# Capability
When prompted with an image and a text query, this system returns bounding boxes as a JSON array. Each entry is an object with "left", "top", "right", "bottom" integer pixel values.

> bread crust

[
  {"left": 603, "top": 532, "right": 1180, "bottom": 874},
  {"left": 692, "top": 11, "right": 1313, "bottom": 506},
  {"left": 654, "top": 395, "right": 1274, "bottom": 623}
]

------------------------------------------------------------------------

PROBLEM DETAILS: Reproduce every line of the records above verbatim, without any alteration.

CORRECT ANSWER:
# Capability
When prompted with an image and a text query, this system returns bounding boxes as a JSON array. Each entry is an object with "left", "top", "right", "bottom" integer pixel values.

> bread crust

[
  {"left": 603, "top": 532, "right": 1180, "bottom": 874},
  {"left": 692, "top": 11, "right": 1313, "bottom": 506},
  {"left": 654, "top": 395, "right": 1274, "bottom": 623}
]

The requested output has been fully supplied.